Erding: Wohnen auf Zeit im Gewerbegebiet?
Im Gewerbegebiet Erding-Süd in Aufhausen könnte einmal eine mehrstöckige Anlage mit Mini-Apartments für befristetes Wohnen entstehen. Allerdings muss der Bauherr seine Pläne abspecken.
Erding/Aufhausen – Ein Boardinghaus mit hunderten Mini-Apartments im Gewerbegebiet Erding-Süd in Aufhausen: Vom Grundsatz her keine schlechte Idee, wenn es sich um befristetes gewerbliches Wohnen handelt, befanden die Stadträte im Planungs- und Bauausschuss. Allerdings war ihnen die Dimension eines sechsstöckig geplanten Gebäudekomplexes in E-Form mit 402 Apartments viel zu groß.
Der Antrag auf Vorbescheid der TB Wohnbau GmbH aus Erding übertraf auch wichtige Festsetzungen des Bebauungsplans, was Art und Maß der Nutzung in dem Gebiet angeht. Nach eingehender Diskussion folgten die Stadträte schließlich mit großer Mehrheit der Empfehlung von OB Max Gotz (CSU), den Vorbescheid abzulehnen und die Genehmigung nur dann in Aussicht zu stellen, wenn sich Baugrenzen und Geschossigkeit am Bebauungsplan orientieren und eingehalten werden. Zudem lässt der Stadtrat keine Abweichung von der Stellplatz-Satzung zu. Tobias Krüger (AfD) lehnte die Apartment-Anlage grundsätzlich ab, weil er Wohnen im Gewerbegebiet für problematisch hält: „Ich gehe hier nicht mit.“
Das Boardinghaus ist auf einer seit Jahren brach liegenden Fläche unmittelbar östlich der S-Bahnlinie und des parallel dazu verlaufenden Fuß- und Radweges geplant, quasi hinter den Gewerbebetrieben an der Berghamer Straße. Über diese soll es nach den Vorstellungen des Bauherrn auch erschlossen werden, also über die Zufahrten zu den dort vorhandenen Parkplätzen.
Für das Boardinghaus selbst ist eine zweigeschossige Tiefgarage geplant. Dennoch reichen die Stellplätze für die 402 beantragten Mini-Apartments, jedes maximal 40 Quadratmeter groß, längst nicht aus. 310 werden nachgewiesen, 402 wären aber notwendig. Die städtische Satzung sehe keine Reduzierung der Anzahl aufgrund S-Bahnnähe, Carsharing, Lastenrädern oder E-Bikes vor, erklärte Stadtjurist Andreas Erhard dazu.

## BEREITGESTELLTE DATEN
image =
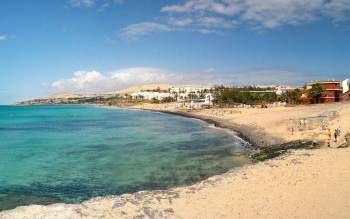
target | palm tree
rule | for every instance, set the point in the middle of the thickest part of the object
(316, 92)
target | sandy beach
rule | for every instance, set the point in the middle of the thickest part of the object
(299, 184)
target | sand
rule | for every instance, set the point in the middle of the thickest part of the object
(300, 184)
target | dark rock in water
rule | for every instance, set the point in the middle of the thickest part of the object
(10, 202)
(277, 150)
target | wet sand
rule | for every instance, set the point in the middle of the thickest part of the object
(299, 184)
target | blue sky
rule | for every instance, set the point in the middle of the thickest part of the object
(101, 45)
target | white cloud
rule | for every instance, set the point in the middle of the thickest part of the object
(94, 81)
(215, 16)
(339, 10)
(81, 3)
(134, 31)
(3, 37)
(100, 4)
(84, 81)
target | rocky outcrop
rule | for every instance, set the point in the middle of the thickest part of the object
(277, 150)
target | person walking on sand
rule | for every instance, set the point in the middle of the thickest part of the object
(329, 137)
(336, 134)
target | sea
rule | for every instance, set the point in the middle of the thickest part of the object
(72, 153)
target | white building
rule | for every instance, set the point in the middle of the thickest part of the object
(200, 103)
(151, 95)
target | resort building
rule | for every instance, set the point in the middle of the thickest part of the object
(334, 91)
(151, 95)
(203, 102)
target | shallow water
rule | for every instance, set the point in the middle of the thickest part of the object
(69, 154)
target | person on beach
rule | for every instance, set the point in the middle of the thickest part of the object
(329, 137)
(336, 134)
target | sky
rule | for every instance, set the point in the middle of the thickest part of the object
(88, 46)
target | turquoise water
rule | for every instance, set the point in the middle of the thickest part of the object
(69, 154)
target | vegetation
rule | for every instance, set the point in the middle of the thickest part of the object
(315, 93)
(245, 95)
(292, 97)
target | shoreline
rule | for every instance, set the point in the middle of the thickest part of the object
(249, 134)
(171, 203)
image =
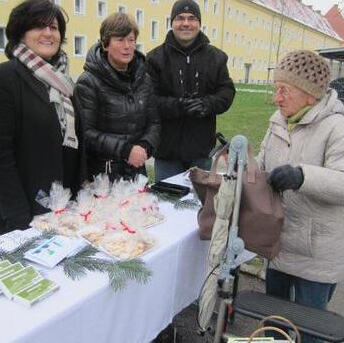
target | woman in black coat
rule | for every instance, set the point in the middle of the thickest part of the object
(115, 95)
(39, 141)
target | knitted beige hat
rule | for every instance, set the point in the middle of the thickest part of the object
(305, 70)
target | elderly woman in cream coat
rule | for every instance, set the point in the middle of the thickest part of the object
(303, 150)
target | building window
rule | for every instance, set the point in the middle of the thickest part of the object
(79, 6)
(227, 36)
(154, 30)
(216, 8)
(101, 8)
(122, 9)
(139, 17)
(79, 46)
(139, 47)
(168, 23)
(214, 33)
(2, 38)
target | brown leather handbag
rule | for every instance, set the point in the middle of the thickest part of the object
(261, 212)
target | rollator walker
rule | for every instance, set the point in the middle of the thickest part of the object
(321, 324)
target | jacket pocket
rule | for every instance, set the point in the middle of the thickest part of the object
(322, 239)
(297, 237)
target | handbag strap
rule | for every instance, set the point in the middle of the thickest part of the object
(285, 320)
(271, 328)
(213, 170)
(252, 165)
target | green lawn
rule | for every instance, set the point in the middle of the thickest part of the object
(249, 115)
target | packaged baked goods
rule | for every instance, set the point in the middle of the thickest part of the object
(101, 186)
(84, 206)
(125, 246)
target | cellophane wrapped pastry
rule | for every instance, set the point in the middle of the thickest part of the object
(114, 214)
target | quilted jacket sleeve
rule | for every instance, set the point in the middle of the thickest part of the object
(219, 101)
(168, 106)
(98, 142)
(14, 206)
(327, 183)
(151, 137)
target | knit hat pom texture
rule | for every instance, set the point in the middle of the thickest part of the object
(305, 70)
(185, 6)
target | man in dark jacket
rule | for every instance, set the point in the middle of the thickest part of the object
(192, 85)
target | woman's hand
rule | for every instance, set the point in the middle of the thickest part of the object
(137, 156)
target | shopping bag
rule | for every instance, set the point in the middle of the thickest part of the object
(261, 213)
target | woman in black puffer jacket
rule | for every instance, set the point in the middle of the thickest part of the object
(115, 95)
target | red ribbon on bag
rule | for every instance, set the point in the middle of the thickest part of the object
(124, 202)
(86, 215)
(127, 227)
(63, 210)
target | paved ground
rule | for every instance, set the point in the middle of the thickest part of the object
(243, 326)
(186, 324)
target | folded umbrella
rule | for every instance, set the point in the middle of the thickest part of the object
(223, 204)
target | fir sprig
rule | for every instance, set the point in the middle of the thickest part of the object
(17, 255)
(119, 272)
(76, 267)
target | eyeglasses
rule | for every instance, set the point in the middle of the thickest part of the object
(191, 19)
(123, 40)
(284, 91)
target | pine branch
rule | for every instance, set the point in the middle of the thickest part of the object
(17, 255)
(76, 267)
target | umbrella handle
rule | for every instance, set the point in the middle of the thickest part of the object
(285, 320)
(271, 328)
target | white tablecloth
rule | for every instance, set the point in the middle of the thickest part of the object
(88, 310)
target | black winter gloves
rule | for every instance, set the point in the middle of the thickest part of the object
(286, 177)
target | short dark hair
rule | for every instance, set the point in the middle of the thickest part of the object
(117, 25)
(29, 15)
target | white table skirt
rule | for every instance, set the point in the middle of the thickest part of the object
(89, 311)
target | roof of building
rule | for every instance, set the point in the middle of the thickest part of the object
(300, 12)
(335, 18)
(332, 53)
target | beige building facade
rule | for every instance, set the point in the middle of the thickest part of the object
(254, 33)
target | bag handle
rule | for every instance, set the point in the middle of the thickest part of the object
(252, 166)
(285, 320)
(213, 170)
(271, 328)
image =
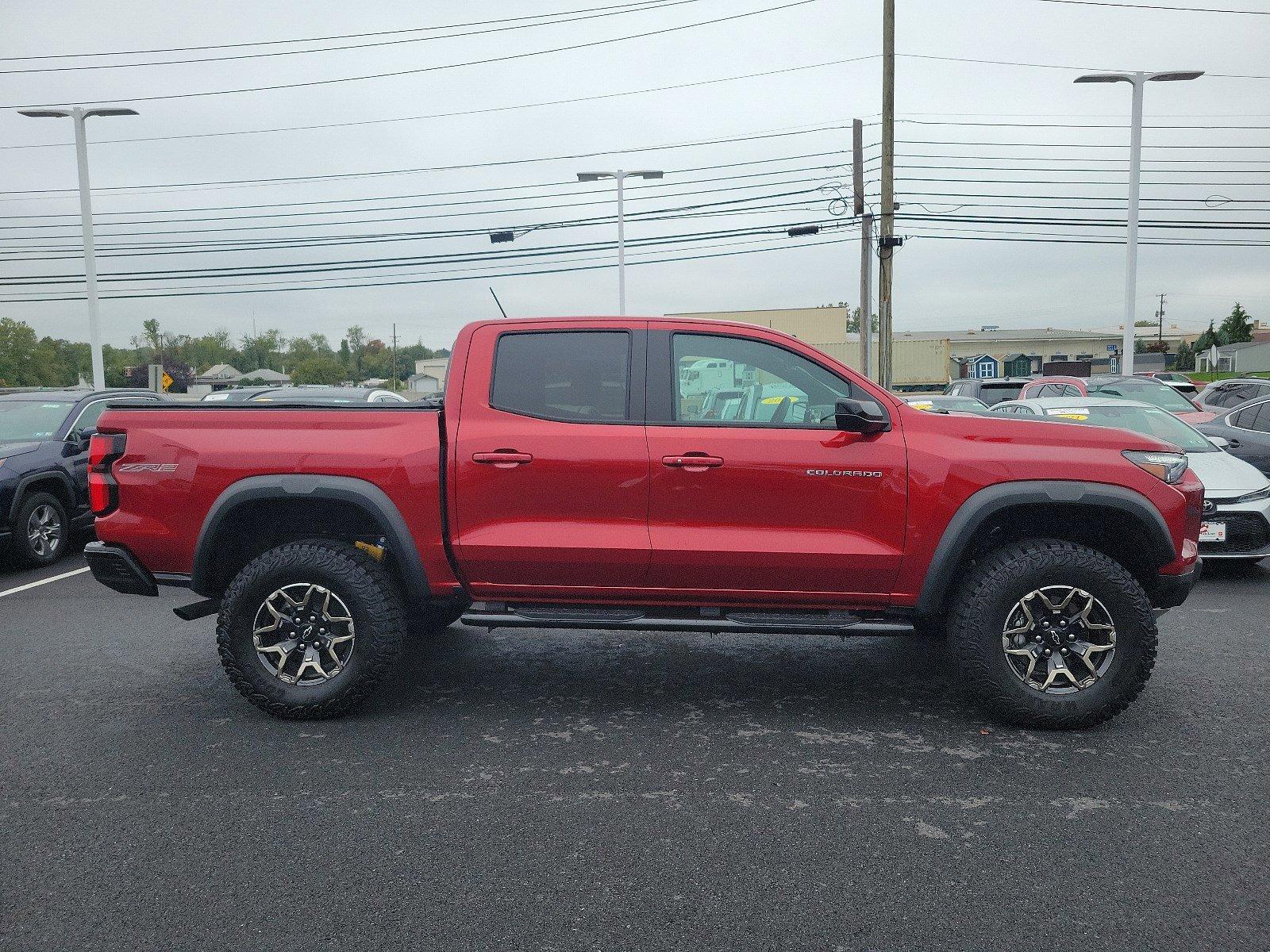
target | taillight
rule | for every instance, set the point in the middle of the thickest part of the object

## AUFGABENSTELLUNG
a - Zähle alle Gründe auf, die laut dem Artikel über das Boardinghaus nach der städtischen Satzung keine geringere Zahl an Stellplätzen rechtfertigen.
b - Ermittle bitte, in wie vielen Zeilen die Zeichenfolge „beach“ vorkommt. Gib nur die Zahl an.

## LÖSUNGEN
a - S-Bahnnähe, Carsharing, Lastenräder, E-Bikes

b - 2